TASK DIRECTIONS -> How many lines in the listing below contain the string "ridgeline"? Case counts. Reply with the number only.

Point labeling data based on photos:

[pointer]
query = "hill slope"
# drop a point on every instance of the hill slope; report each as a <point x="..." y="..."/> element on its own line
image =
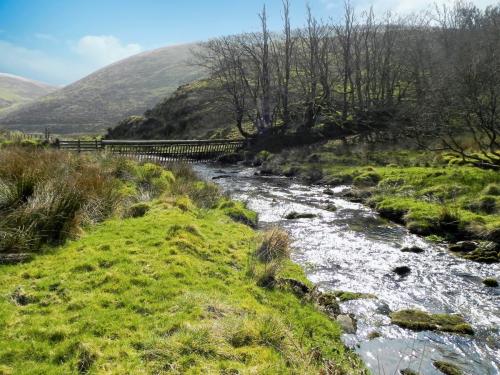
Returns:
<point x="92" y="104"/>
<point x="191" y="112"/>
<point x="17" y="90"/>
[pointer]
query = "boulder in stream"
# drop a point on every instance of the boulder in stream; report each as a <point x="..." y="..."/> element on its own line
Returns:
<point x="402" y="270"/>
<point x="490" y="282"/>
<point x="297" y="215"/>
<point x="412" y="249"/>
<point x="447" y="368"/>
<point x="418" y="320"/>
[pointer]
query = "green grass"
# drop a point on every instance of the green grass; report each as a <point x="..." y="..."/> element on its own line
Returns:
<point x="421" y="190"/>
<point x="169" y="292"/>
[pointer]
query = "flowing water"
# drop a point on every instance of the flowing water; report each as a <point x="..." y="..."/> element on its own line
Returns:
<point x="353" y="249"/>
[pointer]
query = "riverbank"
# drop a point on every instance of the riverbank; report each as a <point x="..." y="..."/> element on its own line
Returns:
<point x="169" y="285"/>
<point x="433" y="195"/>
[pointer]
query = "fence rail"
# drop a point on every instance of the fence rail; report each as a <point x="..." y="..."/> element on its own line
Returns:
<point x="190" y="150"/>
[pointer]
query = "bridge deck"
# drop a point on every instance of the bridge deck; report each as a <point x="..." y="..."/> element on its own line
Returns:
<point x="161" y="150"/>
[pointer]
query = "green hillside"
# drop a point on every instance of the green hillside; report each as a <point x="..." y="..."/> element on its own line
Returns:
<point x="18" y="90"/>
<point x="101" y="99"/>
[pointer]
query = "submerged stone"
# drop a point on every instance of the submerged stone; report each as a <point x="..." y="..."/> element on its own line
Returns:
<point x="490" y="282"/>
<point x="297" y="215"/>
<point x="344" y="296"/>
<point x="412" y="249"/>
<point x="447" y="368"/>
<point x="402" y="270"/>
<point x="418" y="320"/>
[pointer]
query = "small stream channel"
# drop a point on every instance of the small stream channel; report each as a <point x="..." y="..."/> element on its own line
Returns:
<point x="353" y="249"/>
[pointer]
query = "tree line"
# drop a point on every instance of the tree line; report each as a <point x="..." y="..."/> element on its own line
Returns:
<point x="431" y="76"/>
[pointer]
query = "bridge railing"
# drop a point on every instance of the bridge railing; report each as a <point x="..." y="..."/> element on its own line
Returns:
<point x="191" y="150"/>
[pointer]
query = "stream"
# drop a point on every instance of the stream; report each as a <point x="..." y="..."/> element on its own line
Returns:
<point x="353" y="249"/>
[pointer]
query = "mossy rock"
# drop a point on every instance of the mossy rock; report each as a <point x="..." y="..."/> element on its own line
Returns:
<point x="418" y="320"/>
<point x="447" y="368"/>
<point x="492" y="189"/>
<point x="490" y="282"/>
<point x="486" y="252"/>
<point x="367" y="179"/>
<point x="297" y="215"/>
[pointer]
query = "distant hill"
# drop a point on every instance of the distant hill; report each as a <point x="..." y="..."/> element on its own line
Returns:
<point x="15" y="90"/>
<point x="103" y="98"/>
<point x="191" y="112"/>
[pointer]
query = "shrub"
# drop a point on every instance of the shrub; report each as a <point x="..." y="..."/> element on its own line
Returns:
<point x="492" y="189"/>
<point x="138" y="210"/>
<point x="275" y="246"/>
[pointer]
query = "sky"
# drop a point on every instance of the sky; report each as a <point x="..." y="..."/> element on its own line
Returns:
<point x="61" y="41"/>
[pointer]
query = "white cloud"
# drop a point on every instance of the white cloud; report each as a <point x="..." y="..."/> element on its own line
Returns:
<point x="35" y="64"/>
<point x="105" y="49"/>
<point x="46" y="37"/>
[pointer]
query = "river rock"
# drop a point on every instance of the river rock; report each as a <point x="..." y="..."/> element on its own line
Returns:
<point x="221" y="177"/>
<point x="463" y="246"/>
<point x="348" y="323"/>
<point x="297" y="215"/>
<point x="490" y="282"/>
<point x="331" y="207"/>
<point x="412" y="249"/>
<point x="328" y="192"/>
<point x="401" y="270"/>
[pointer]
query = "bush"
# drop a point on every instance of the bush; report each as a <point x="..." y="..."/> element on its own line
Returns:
<point x="138" y="210"/>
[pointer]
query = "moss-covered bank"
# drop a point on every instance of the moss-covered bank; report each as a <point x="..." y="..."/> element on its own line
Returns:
<point x="170" y="289"/>
<point x="431" y="194"/>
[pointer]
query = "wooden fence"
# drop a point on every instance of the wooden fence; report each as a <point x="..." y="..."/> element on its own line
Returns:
<point x="189" y="150"/>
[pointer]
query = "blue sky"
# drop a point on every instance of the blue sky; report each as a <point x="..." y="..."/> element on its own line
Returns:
<point x="61" y="41"/>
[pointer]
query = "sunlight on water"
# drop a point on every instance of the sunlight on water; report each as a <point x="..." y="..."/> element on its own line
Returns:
<point x="354" y="249"/>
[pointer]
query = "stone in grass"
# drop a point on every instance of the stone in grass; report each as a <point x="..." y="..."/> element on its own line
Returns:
<point x="418" y="320"/>
<point x="402" y="270"/>
<point x="412" y="249"/>
<point x="296" y="215"/>
<point x="408" y="371"/>
<point x="447" y="368"/>
<point x="374" y="335"/>
<point x="347" y="322"/>
<point x="490" y="282"/>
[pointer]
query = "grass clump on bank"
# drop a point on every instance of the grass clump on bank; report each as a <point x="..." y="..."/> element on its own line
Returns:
<point x="166" y="291"/>
<point x="420" y="190"/>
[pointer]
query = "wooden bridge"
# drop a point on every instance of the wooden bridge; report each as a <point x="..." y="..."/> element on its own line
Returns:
<point x="166" y="150"/>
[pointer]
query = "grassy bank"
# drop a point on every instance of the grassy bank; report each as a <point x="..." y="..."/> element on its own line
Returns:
<point x="432" y="194"/>
<point x="173" y="284"/>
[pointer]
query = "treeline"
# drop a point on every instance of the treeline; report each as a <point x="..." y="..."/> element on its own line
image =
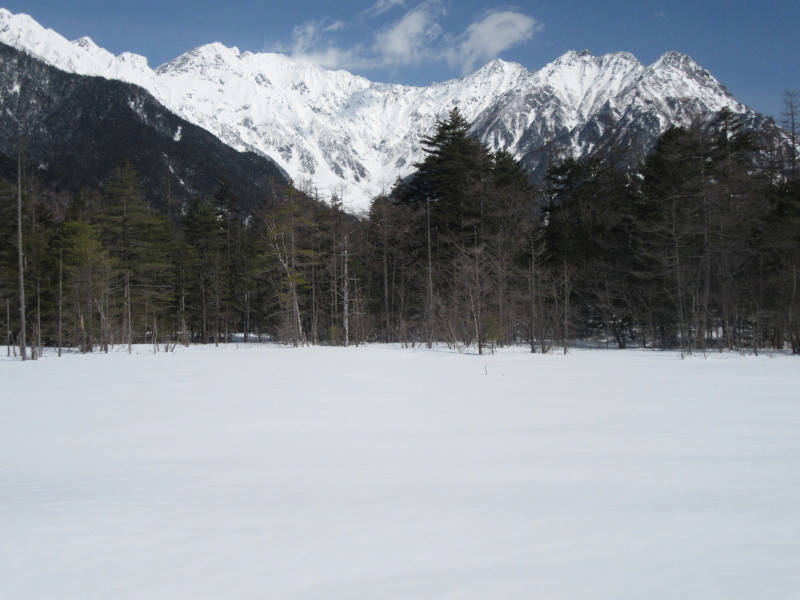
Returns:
<point x="696" y="247"/>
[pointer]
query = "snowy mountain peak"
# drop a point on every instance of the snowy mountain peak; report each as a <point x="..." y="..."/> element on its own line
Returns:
<point x="341" y="133"/>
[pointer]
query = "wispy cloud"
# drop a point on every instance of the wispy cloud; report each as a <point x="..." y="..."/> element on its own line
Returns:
<point x="381" y="7"/>
<point x="412" y="39"/>
<point x="416" y="38"/>
<point x="487" y="38"/>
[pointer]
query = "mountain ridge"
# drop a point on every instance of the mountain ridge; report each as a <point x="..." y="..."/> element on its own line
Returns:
<point x="349" y="136"/>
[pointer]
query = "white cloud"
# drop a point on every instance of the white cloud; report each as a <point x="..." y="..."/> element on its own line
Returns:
<point x="311" y="41"/>
<point x="381" y="7"/>
<point x="412" y="38"/>
<point x="487" y="38"/>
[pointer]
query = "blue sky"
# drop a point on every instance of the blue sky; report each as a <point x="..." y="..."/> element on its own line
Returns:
<point x="753" y="50"/>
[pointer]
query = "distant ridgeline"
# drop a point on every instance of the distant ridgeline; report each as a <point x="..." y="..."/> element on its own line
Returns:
<point x="73" y="131"/>
<point x="696" y="247"/>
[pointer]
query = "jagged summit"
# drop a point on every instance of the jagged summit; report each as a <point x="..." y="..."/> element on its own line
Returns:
<point x="345" y="134"/>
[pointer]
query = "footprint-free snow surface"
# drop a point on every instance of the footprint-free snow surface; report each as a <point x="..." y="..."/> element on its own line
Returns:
<point x="383" y="473"/>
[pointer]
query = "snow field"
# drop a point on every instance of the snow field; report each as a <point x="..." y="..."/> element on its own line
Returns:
<point x="383" y="472"/>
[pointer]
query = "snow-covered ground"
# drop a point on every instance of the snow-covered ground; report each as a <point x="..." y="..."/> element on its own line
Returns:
<point x="383" y="472"/>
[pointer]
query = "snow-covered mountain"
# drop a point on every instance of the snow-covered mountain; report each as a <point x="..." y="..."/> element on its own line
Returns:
<point x="344" y="134"/>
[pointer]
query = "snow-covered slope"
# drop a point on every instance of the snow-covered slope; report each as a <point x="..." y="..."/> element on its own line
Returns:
<point x="346" y="135"/>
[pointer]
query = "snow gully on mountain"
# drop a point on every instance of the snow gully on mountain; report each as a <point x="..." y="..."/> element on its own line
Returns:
<point x="344" y="134"/>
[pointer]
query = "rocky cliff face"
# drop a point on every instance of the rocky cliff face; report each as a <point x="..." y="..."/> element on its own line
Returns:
<point x="346" y="135"/>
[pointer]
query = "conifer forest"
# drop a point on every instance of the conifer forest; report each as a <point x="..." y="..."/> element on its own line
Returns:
<point x="694" y="245"/>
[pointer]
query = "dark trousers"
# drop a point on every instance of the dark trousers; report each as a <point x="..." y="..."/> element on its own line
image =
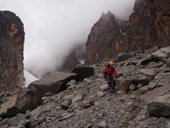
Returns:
<point x="111" y="82"/>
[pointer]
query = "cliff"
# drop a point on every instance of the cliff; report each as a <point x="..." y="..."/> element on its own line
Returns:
<point x="11" y="51"/>
<point x="105" y="39"/>
<point x="76" y="56"/>
<point x="148" y="26"/>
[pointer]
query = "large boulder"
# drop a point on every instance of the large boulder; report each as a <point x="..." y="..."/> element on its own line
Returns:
<point x="52" y="83"/>
<point x="20" y="102"/>
<point x="160" y="107"/>
<point x="83" y="72"/>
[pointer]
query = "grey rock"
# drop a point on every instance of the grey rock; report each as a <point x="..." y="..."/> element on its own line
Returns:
<point x="138" y="79"/>
<point x="158" y="55"/>
<point x="65" y="105"/>
<point x="148" y="72"/>
<point x="88" y="103"/>
<point x="104" y="87"/>
<point x="11" y="51"/>
<point x="17" y="120"/>
<point x="152" y="85"/>
<point x="71" y="83"/>
<point x="4" y="123"/>
<point x="166" y="50"/>
<point x="123" y="84"/>
<point x="122" y="57"/>
<point x="141" y="90"/>
<point x="102" y="124"/>
<point x="83" y="71"/>
<point x="100" y="94"/>
<point x="65" y="116"/>
<point x="52" y="83"/>
<point x="162" y="76"/>
<point x="141" y="117"/>
<point x="77" y="98"/>
<point x="139" y="85"/>
<point x="132" y="87"/>
<point x="20" y="102"/>
<point x="160" y="107"/>
<point x="68" y="97"/>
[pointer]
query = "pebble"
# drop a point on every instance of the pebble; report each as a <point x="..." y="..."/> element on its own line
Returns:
<point x="102" y="124"/>
<point x="100" y="94"/>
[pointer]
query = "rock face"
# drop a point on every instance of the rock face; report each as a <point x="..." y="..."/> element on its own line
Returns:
<point x="148" y="26"/>
<point x="11" y="51"/>
<point x="76" y="56"/>
<point x="105" y="39"/>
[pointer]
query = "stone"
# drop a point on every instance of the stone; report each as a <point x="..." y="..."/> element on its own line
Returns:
<point x="65" y="116"/>
<point x="11" y="51"/>
<point x="141" y="90"/>
<point x="4" y="123"/>
<point x="132" y="87"/>
<point x="65" y="104"/>
<point x="52" y="83"/>
<point x="102" y="124"/>
<point x="166" y="50"/>
<point x="160" y="107"/>
<point x="100" y="94"/>
<point x="140" y="80"/>
<point x="145" y="61"/>
<point x="168" y="63"/>
<point x="148" y="72"/>
<point x="19" y="119"/>
<point x="139" y="85"/>
<point x="104" y="87"/>
<point x="162" y="76"/>
<point x="152" y="85"/>
<point x="158" y="55"/>
<point x="88" y="103"/>
<point x="68" y="97"/>
<point x="77" y="98"/>
<point x="122" y="57"/>
<point x="123" y="85"/>
<point x="71" y="83"/>
<point x="20" y="103"/>
<point x="83" y="72"/>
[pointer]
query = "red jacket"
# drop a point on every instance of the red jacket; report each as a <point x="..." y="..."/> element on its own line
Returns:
<point x="109" y="71"/>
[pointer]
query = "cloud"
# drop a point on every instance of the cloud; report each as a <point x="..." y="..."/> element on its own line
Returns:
<point x="53" y="26"/>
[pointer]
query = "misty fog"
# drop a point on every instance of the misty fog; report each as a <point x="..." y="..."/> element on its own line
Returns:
<point x="53" y="26"/>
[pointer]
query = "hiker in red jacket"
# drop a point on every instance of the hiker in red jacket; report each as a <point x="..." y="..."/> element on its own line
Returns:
<point x="108" y="74"/>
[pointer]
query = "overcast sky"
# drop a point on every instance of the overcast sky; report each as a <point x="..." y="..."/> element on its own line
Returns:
<point x="53" y="26"/>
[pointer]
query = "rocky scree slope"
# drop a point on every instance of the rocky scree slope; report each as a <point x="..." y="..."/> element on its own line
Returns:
<point x="143" y="77"/>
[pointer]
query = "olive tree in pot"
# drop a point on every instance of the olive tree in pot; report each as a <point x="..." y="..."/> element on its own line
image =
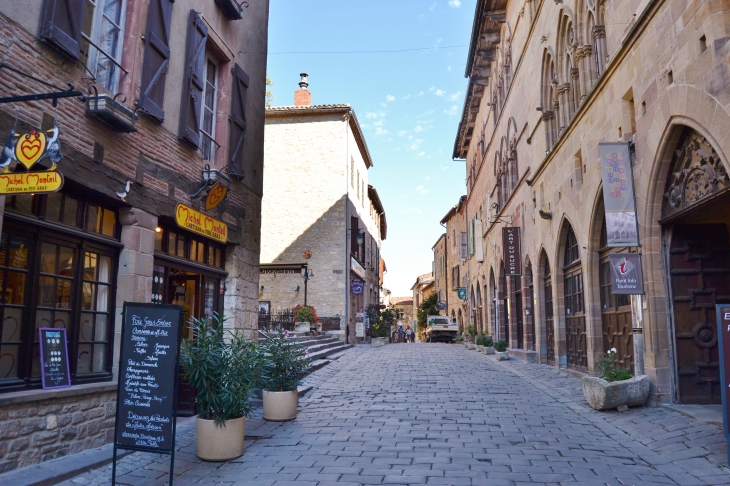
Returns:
<point x="500" y="350"/>
<point x="222" y="367"/>
<point x="287" y="361"/>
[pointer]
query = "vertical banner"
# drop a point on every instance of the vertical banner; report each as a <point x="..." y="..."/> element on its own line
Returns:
<point x="512" y="256"/>
<point x="723" y="333"/>
<point x="618" y="194"/>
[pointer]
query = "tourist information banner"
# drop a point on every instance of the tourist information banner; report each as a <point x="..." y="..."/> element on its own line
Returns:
<point x="618" y="195"/>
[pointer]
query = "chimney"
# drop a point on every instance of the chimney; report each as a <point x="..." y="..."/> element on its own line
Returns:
<point x="302" y="96"/>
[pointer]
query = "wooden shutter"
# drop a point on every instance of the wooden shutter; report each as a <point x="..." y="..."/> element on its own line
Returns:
<point x="193" y="81"/>
<point x="239" y="94"/>
<point x="156" y="59"/>
<point x="61" y="25"/>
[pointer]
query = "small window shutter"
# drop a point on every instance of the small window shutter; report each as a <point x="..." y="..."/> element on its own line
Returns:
<point x="194" y="82"/>
<point x="156" y="58"/>
<point x="239" y="94"/>
<point x="61" y="25"/>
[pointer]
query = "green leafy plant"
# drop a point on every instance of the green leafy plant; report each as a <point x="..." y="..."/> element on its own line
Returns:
<point x="223" y="367"/>
<point x="305" y="313"/>
<point x="286" y="362"/>
<point x="500" y="346"/>
<point x="606" y="368"/>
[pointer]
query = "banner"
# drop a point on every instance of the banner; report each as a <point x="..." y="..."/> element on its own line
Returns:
<point x="618" y="194"/>
<point x="512" y="256"/>
<point x="627" y="277"/>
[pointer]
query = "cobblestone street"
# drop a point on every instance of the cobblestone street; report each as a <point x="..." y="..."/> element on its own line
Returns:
<point x="440" y="414"/>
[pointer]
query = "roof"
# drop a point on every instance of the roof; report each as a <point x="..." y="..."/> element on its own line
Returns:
<point x="454" y="210"/>
<point x="373" y="195"/>
<point x="346" y="109"/>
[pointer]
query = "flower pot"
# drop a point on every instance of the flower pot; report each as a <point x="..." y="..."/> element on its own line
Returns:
<point x="280" y="406"/>
<point x="215" y="443"/>
<point x="605" y="395"/>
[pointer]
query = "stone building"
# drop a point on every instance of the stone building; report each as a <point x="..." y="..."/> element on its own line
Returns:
<point x="548" y="82"/>
<point x="194" y="76"/>
<point x="318" y="200"/>
<point x="456" y="253"/>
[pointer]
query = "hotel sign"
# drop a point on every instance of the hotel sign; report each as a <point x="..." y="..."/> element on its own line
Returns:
<point x="202" y="224"/>
<point x="512" y="257"/>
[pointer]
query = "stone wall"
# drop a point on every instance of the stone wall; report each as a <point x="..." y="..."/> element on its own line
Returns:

COMPLETE RESPONSE -> 2